Requirement: Copy the listing from the line with "I need help locating the white" through the line with "[205,364,303,417]", replacing "white building" with "tall white building" and leaving everything else unchanged.

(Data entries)
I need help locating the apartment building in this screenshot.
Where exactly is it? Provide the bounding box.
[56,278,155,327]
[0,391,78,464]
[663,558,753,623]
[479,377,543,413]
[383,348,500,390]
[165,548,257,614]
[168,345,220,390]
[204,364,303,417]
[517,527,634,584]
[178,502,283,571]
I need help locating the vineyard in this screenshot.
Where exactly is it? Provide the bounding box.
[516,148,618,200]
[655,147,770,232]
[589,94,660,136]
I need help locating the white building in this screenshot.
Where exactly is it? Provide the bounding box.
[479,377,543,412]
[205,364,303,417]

==

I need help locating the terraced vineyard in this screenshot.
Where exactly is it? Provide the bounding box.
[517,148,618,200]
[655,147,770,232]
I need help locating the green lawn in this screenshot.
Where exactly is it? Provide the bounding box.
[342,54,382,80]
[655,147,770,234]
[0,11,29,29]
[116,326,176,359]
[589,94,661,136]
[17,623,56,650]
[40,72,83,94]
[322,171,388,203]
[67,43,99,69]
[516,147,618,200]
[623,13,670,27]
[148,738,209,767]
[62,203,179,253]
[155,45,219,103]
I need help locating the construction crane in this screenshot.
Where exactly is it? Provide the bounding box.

...

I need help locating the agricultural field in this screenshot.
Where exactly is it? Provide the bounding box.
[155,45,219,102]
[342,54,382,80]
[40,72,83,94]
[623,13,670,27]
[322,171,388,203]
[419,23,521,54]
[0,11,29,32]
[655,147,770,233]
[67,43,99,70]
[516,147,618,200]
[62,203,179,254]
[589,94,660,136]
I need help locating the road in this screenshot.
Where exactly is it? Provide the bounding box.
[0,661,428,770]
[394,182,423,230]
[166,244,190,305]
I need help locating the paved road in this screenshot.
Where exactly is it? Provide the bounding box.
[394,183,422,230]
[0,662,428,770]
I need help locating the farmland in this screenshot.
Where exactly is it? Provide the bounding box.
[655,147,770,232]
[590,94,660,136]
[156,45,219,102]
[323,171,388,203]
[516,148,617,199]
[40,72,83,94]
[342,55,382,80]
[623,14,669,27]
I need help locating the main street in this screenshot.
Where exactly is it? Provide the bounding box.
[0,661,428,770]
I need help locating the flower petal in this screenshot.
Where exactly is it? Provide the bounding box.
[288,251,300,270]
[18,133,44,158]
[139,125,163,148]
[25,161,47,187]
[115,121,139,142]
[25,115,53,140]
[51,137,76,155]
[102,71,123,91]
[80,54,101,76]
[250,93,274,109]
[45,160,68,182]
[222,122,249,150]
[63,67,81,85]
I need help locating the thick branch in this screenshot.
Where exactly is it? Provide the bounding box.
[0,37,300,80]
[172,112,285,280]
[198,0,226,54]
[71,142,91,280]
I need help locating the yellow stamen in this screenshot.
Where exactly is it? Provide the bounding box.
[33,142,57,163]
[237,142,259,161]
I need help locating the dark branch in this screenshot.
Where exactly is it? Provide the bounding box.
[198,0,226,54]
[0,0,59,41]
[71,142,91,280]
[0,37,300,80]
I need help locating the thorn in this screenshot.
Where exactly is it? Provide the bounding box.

Answer to the exercise:
I need help locating the tall white building in this screenshot.
Where exactly is it? Provide the bounding box.
[479,377,543,412]
[205,364,303,417]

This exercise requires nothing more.